**CHALLENGE:** Select each line of the material below that includes the string "statue", and copy those lines.

Image location labeling entries:
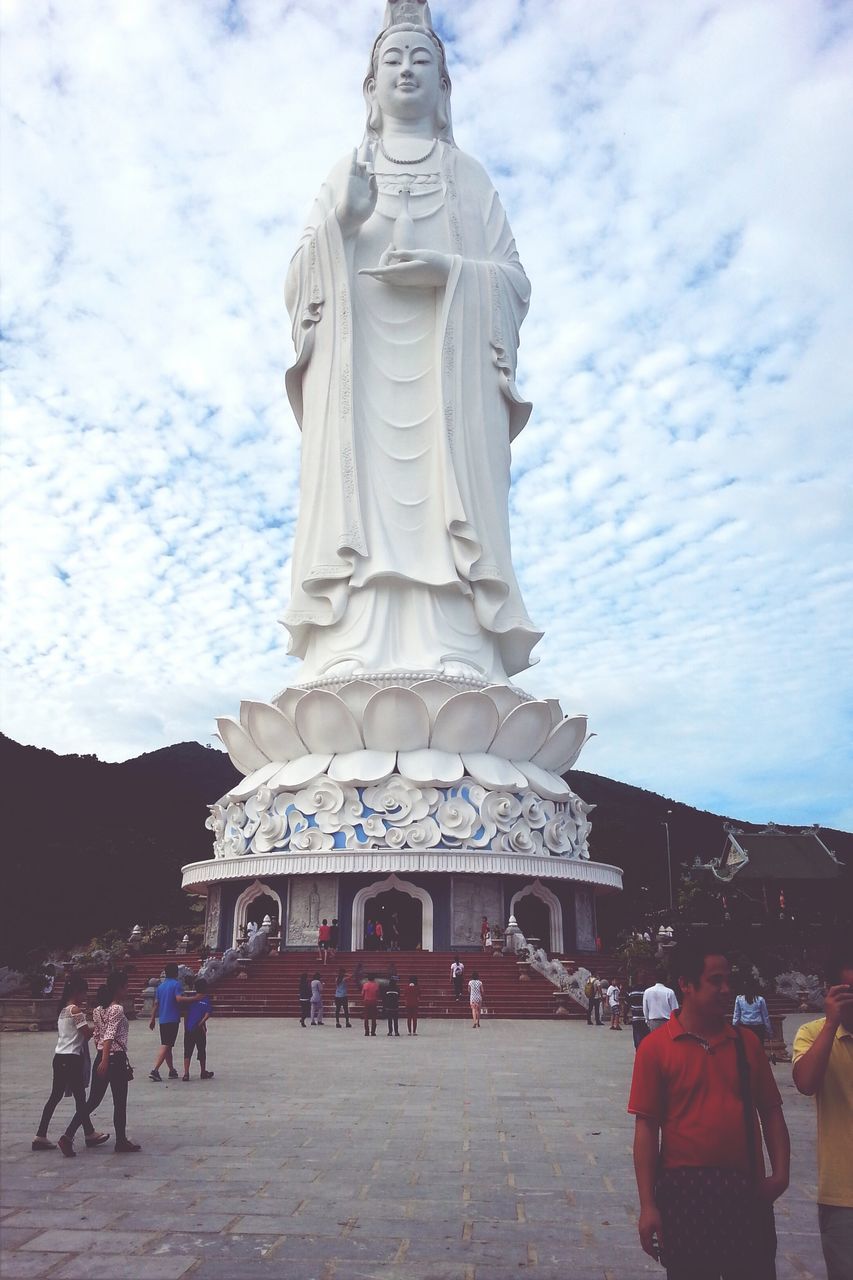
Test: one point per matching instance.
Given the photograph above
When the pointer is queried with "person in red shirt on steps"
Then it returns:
(699, 1088)
(369, 1004)
(323, 936)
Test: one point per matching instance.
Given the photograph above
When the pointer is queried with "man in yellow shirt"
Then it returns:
(824, 1068)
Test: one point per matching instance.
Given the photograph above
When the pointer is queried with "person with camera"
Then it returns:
(824, 1070)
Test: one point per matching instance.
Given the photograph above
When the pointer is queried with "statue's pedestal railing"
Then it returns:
(402, 763)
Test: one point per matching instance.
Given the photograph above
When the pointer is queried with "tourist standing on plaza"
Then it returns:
(658, 1002)
(316, 1001)
(305, 999)
(699, 1088)
(639, 1027)
(195, 1029)
(413, 1005)
(615, 1004)
(475, 997)
(824, 1070)
(341, 1000)
(369, 1004)
(69, 1070)
(751, 1010)
(165, 1008)
(592, 991)
(391, 1005)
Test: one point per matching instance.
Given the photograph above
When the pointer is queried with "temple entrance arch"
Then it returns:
(539, 915)
(401, 918)
(413, 905)
(256, 901)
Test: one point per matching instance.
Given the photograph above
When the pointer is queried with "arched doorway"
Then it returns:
(381, 900)
(254, 904)
(539, 915)
(534, 919)
(401, 918)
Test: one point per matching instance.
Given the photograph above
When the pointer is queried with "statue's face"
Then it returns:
(407, 83)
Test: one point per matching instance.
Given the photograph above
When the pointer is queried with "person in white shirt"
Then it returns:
(615, 1004)
(658, 1002)
(69, 1060)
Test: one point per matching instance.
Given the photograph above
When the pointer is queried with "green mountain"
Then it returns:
(92, 846)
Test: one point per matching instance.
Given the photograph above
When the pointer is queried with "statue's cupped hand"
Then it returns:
(422, 268)
(359, 197)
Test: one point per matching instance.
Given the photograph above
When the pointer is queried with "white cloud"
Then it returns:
(679, 186)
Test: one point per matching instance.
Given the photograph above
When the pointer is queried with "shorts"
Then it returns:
(195, 1040)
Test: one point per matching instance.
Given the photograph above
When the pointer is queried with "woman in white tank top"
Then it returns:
(68, 1070)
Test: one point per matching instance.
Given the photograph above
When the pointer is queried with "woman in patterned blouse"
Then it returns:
(475, 996)
(68, 1070)
(113, 1066)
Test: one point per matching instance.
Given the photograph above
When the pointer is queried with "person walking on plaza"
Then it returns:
(615, 1004)
(413, 1004)
(69, 1072)
(316, 1001)
(305, 999)
(112, 1069)
(658, 1002)
(639, 1027)
(369, 1004)
(475, 997)
(592, 991)
(391, 1005)
(824, 1070)
(195, 1029)
(457, 977)
(165, 1009)
(341, 1000)
(751, 1010)
(699, 1089)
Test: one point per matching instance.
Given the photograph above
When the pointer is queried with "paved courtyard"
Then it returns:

**FINISHED ANSWER:**
When the pointer is queried with "statue's pedestal railing"
When the pointer is queried with "statue's face"
When the pointer is queried with "statue's cupped hand"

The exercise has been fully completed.